__TASK SET__.
1. Copy out, word for word, the stretch of the chess blog from "If all this" through "on it's website.".
2. Reproduce the listing in full with every "instance" replaced by "occurrence" and nothing else changed, and leave the pictures out.
═══ SELECTED EXTRACT
Saturday, 30 June 2007

Teaching my wife to play chess


I have been happily married to my wonderful wife Catherine (pictured) for 7 years and although she loves me, she doesn't share my passion for chess. As a result, she has tolerated my addiction with (mostly!) good humour but has never expressed any desire to share in my hobby - until now.

A few days ago, and quite out of the blue, Catherine decided that she needed a hobby and since I play chess, she thought playing chess would be a good idea since I could help teach her and we would share an interest.

I wasn't sure if she was really serious or not, but the next day she asked me when she could have her first lesson. I was happy to oblige and have now given her two lessons and she seems to be enjoying it. She's also reading The Immortal Game (which I recommended) to learn a bit about chess culture.

I'm not sure how to react to this turn of events. I feel like I might be about to become a living example of this humorous story! Has anyone else ever taught their partner to play chess? If so are you still together after the experience?!

Saturday, 16 June 2007

Is playing chess good for you?


The great Benjamin Franklin (pictured) was a big chess fan. His essay on the 'Morals of Chess' is well known. A flavour of his opinions can gained from this quote: "The Game of Chess is not merely an idle amusement. Several very valuable qualities of the mind, useful in the course of human life, are to be acquired or strengthened by it, so as to become habits, ready on all occasions."

Does playing chess really help develop transferable skills that can be used outside of the 64 squares? Great claims have been made for chess as an educational tool in more recent times but does anyone know of any peer-reviewed studies which have shown any measurable effect?



Among other things, I have read claims that chess can:

  • improve concentration
  • develop logical reasoning
  • improve planning skills
  • develop better calculating skills
  • improve memory
  • help improve attention span and develop patience

If all this is true then surely it should have a measurable effect that can be proven? It should also be introduced onto the curriculum in every school so that children can reap the rewards of regular chess play and study.

This seems to be the aim of an organisation called America's Foundation for Chess, but I can't find any hard evidence to back up these claims on it's website.

On the other hand, George Bernard Shaw thought that chess was 'a foolish expedient for making idle people believe they are doing something very clever, when they are only wasting their time.'

So who is right? What do you think? Is chess good for you or is it a waste of time?

Friday, 8 June 2007

Chess Gamesmanship - a confession...


I have something to confess. I wish to seek forgiveness from the Goddess of chess, Caissa. My actions as a foolish youth have troubled my conscience for over two decades and I feel that I the time is right to prostrate myself before her and apologize to my unfortunate opponent.

When I was an impressionable young lad I read an excellent chess book called 'Chess for Tigers'. Unfortunately, I choose to interpret one part of the book in an unfortunate way. I no longer have a copy of the book, so I'll paraphrase as best I can - "A chess tiger doesn't care about making pretty moves or even playing the best moves - all he cares about winning".
══════
═══ MATERIAL SUPPLIED
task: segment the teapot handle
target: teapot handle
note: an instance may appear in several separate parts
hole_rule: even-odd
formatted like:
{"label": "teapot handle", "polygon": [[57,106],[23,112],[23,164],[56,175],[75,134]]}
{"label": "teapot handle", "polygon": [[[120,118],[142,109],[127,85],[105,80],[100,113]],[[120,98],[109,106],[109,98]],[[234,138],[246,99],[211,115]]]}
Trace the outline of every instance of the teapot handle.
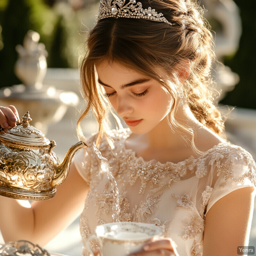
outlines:
{"label": "teapot handle", "polygon": [[[86,238],[85,241],[85,246],[86,246],[86,248],[87,248],[88,251],[89,251],[90,254],[92,256],[94,256],[94,252],[92,250],[91,244],[90,242],[90,240],[93,239],[98,240],[98,238],[97,236],[95,235],[92,235],[91,236],[88,236]],[[98,241],[99,241],[99,240],[98,240]]]}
══════
__CORRECT ANSWERS__.
1.
If all this is true then surely it should have a measurable effect that can be proven? It should also be introduced onto the curriculum in every school so that children can reap the rewards of regular chess play and study.

This seems to be the aim of an organisation called America's Foundation for Chess, but I can't find any hard evidence to back up these claims on it's website.

2.
task: segment the teapot handle
target: teapot handle
note: an occurrence may appear in several separate parts
hole_rule: even-odd
formatted like:
{"label": "teapot handle", "polygon": [[57,106],[23,112],[23,164],[56,175],[75,134]]}
{"label": "teapot handle", "polygon": [[[120,118],[142,109],[127,85],[105,80],[100,113]],[[120,98],[109,106],[109,98]],[[234,138],[246,99],[211,115]]]}
Trace the outline of every occurrence of the teapot handle.
outlines:
{"label": "teapot handle", "polygon": [[[86,238],[85,241],[85,246],[86,246],[86,248],[87,248],[88,251],[89,251],[90,254],[92,256],[94,256],[94,252],[92,250],[91,244],[90,242],[90,240],[93,239],[98,240],[98,238],[97,236],[95,235],[92,235],[91,236],[88,236]],[[98,241],[99,241],[99,240],[98,240]]]}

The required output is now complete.